### WORK INSTRUCTION
Using the data beneath this instruction, retype only the lines from the one that contains "For every instance of the row" down to the one that contains "For every instance of the bicycle wheel, put", both included, exactly as they appear.

Records drawn from a dataset
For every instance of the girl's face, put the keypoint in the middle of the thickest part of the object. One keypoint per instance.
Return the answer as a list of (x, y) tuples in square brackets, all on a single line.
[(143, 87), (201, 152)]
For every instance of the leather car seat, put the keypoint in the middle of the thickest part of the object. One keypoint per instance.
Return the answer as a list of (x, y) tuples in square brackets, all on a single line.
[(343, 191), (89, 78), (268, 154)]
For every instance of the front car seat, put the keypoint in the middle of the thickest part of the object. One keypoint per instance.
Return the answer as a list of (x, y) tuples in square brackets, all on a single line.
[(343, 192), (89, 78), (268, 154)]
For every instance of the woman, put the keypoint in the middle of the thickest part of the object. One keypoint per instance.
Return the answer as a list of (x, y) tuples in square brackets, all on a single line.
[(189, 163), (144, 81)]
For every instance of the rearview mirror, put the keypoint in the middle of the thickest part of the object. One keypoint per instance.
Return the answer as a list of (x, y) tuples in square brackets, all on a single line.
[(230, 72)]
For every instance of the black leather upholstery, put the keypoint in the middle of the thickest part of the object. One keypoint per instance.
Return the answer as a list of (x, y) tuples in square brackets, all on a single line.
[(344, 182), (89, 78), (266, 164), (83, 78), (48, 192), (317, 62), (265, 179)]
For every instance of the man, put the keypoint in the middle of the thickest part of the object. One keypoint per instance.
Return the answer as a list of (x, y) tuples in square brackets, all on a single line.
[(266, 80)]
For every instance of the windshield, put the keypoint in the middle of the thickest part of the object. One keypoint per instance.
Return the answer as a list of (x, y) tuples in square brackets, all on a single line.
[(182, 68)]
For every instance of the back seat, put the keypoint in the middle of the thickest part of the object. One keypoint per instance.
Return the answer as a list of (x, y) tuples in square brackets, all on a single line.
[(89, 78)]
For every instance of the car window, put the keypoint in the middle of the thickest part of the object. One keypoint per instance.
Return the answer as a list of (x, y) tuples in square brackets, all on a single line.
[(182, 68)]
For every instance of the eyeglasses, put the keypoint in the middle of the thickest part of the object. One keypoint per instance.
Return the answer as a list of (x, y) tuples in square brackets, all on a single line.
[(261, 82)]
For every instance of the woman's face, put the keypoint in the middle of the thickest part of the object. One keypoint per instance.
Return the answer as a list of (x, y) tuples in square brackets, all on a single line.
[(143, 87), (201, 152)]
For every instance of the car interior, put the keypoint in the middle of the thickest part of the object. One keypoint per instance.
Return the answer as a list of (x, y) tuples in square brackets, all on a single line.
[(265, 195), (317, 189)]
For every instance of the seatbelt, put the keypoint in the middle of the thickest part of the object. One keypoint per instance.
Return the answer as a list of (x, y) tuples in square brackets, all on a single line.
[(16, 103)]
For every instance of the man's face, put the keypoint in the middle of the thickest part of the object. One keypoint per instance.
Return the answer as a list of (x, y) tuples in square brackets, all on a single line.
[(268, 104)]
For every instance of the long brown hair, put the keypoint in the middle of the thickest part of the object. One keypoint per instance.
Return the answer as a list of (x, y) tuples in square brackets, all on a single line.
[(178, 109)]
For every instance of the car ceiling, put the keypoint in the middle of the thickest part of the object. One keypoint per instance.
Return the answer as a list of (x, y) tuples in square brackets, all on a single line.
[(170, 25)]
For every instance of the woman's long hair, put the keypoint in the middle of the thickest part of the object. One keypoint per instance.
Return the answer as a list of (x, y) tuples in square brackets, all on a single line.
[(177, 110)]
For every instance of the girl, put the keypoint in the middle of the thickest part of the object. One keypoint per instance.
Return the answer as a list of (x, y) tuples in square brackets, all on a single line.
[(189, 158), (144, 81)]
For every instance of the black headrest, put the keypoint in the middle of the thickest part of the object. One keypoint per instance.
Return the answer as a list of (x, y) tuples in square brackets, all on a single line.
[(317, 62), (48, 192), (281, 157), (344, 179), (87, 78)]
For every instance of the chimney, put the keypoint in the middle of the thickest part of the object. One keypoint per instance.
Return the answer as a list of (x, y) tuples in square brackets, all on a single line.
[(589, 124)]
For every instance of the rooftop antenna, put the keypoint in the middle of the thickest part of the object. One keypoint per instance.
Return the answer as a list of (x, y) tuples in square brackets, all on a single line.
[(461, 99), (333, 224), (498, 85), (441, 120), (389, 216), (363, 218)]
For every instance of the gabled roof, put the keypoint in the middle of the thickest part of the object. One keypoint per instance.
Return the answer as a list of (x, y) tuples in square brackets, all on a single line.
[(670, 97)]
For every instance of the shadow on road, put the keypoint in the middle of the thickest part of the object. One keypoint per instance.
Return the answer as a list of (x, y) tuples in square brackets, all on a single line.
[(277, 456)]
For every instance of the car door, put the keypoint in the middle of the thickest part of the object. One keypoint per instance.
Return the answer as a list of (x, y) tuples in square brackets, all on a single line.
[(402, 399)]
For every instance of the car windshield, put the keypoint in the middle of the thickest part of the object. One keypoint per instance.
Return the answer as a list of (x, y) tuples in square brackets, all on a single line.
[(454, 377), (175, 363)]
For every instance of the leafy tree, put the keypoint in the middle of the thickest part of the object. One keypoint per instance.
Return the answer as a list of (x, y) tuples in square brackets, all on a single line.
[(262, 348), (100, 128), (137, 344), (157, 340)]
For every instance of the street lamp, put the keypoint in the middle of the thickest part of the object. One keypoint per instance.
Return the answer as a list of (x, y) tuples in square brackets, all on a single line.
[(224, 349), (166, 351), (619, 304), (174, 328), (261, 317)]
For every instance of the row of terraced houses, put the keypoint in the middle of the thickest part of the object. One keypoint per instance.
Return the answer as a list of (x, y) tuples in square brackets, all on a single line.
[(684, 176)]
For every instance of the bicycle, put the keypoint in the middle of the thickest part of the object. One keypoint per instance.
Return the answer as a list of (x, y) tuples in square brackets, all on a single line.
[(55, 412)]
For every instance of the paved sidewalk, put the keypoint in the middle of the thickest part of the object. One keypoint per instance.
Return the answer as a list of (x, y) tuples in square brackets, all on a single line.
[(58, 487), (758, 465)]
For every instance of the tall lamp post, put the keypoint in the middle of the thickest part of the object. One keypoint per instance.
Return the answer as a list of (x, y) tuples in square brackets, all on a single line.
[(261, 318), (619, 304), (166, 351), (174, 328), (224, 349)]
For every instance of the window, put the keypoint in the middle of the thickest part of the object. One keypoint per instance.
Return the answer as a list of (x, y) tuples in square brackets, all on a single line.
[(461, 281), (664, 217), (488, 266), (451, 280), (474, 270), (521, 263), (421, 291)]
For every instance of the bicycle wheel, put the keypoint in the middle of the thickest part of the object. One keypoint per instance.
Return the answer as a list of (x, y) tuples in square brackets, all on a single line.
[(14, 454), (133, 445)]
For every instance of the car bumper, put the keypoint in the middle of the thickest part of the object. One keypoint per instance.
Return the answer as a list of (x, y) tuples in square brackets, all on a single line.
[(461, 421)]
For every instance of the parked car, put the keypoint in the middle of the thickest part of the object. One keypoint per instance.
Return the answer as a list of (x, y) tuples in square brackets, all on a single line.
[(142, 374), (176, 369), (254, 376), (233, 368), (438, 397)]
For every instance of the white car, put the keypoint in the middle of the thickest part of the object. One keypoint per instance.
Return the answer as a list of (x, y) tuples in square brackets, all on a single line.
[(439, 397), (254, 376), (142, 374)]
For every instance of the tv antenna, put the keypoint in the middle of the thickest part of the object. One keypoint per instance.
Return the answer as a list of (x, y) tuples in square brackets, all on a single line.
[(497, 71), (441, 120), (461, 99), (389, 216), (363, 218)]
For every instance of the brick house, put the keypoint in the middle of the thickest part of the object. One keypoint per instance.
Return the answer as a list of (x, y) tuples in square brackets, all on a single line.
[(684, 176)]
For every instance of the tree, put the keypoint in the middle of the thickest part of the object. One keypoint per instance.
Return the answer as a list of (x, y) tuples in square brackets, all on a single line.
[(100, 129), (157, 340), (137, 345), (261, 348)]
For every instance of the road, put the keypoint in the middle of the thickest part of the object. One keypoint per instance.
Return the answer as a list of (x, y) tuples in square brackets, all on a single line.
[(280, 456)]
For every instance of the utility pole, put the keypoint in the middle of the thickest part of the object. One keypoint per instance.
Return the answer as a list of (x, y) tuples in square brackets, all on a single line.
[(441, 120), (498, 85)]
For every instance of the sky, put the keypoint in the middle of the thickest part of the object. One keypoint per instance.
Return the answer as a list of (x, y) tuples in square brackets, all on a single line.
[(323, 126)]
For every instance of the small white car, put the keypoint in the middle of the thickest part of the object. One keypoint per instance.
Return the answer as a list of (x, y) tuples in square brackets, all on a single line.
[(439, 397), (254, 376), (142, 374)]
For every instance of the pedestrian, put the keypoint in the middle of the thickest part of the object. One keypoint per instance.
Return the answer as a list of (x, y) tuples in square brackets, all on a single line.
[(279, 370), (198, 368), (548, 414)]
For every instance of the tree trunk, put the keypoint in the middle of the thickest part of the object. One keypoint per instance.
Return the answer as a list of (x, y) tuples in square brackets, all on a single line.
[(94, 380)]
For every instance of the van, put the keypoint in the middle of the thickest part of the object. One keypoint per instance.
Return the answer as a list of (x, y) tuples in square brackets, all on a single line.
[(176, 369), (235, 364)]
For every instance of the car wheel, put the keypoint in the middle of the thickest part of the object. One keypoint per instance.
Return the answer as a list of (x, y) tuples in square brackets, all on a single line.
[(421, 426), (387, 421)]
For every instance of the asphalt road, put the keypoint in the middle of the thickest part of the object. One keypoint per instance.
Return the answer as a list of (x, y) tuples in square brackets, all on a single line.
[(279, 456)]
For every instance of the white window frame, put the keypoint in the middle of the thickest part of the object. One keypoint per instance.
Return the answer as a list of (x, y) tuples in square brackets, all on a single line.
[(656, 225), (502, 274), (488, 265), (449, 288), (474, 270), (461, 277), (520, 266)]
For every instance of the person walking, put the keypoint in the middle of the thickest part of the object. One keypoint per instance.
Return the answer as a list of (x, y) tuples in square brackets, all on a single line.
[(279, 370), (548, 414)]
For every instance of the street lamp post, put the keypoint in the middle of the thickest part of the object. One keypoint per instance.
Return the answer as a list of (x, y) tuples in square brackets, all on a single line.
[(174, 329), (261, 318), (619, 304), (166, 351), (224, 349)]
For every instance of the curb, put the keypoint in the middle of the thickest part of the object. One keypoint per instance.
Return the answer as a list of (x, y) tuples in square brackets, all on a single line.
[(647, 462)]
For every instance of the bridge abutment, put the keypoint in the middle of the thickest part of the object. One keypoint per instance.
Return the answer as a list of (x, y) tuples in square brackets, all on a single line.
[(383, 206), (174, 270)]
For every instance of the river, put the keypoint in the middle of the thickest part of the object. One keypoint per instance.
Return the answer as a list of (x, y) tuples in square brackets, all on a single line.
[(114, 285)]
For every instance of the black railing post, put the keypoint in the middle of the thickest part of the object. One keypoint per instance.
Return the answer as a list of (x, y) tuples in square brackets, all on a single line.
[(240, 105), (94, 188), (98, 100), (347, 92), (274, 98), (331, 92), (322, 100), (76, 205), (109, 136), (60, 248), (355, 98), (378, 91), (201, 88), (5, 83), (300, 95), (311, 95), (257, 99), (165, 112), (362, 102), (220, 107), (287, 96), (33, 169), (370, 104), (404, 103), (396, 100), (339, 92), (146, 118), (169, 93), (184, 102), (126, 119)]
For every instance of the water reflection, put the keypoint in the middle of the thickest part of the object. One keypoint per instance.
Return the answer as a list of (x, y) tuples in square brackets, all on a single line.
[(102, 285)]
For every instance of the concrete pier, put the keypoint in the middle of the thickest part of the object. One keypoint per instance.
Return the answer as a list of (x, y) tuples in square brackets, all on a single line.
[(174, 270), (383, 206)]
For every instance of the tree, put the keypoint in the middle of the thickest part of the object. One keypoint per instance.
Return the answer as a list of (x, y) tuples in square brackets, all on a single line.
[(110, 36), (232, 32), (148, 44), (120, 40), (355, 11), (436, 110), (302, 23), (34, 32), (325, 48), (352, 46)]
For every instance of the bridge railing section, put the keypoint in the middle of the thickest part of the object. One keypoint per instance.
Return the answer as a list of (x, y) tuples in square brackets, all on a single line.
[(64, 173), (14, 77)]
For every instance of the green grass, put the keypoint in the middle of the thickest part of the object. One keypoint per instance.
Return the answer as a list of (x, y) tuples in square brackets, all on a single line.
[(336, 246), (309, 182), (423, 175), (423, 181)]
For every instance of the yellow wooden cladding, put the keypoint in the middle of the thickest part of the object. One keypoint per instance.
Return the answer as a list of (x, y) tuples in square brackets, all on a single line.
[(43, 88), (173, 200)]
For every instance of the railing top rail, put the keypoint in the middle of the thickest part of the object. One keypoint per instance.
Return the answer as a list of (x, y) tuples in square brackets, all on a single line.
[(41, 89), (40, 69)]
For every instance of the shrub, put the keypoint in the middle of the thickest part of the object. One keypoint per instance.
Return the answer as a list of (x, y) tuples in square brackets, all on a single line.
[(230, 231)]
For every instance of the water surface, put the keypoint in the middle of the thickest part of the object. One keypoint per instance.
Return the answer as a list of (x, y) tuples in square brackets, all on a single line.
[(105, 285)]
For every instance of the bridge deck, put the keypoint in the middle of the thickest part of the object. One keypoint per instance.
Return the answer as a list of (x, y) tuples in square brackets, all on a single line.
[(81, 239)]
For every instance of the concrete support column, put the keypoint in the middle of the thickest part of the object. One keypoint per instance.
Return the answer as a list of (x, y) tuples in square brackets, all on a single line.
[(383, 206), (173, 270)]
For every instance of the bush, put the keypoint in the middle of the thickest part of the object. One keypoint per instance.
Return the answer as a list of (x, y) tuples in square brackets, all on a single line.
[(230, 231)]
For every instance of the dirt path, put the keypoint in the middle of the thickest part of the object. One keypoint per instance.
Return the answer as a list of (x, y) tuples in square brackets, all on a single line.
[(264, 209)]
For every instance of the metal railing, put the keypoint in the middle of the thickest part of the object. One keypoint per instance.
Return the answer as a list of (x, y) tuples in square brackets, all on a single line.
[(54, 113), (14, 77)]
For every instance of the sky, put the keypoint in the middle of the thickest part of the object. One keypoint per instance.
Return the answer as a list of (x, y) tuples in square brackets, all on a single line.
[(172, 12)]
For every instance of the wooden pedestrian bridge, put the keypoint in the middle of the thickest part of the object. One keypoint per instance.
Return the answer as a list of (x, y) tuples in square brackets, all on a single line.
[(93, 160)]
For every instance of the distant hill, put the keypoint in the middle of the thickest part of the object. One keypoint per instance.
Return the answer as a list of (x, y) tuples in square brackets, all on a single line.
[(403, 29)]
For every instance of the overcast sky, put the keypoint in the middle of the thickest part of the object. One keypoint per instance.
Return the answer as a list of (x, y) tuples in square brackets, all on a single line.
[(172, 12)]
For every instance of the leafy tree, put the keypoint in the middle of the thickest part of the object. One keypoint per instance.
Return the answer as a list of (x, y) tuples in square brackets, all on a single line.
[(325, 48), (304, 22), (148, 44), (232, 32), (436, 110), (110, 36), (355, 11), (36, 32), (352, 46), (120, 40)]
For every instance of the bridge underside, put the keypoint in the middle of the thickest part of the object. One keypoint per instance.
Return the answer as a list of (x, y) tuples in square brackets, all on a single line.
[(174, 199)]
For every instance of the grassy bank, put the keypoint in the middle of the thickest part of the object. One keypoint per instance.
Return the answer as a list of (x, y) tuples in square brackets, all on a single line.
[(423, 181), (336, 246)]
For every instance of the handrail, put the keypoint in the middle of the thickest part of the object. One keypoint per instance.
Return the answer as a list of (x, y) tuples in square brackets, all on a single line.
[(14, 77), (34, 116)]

### EXERCISE OUTPUT
For every instance of the row of terraced houses, put the keypoint in the middle of the thickest part of the object. One keypoint per instance.
Return the answer as a list of (x, y) tuples in square brackets, all on a single line.
[(684, 176)]
For every instance of the bicycle, put the keypoint in the middle of the thickest part of the object. One keypoint per instance.
Return the answer as a list of (x, y) tuples in square brackets, all on a single line.
[(55, 412)]
For every instance of the paved sidewalk, put the keypoint in the middle of the thickest part of the object. One keypoint per instance.
Return the answer as a list of (x, y) tuples in square brackets, all on a single line.
[(58, 487), (758, 465)]
For every instance of the tall lamp post, put the keypoint in the middle of the thickest part of the object. One keypoint per instance.
Return the answer as a list of (x, y) tuples in square brackets, all on a single line.
[(261, 318), (619, 304), (166, 351), (174, 328), (224, 349)]
For every instance of the window, put the keypoint in the middle of the thickest part of the object. One keypoint per instance.
Return the answer as a list of (x, y) tuples in square brackets, all on a single line.
[(461, 281), (664, 217), (488, 266), (451, 280), (474, 270), (521, 263), (421, 291)]
For every instance of the bicycle wheel, put the keypoint in the middle of the thickest part of the object. One keypoint per instance.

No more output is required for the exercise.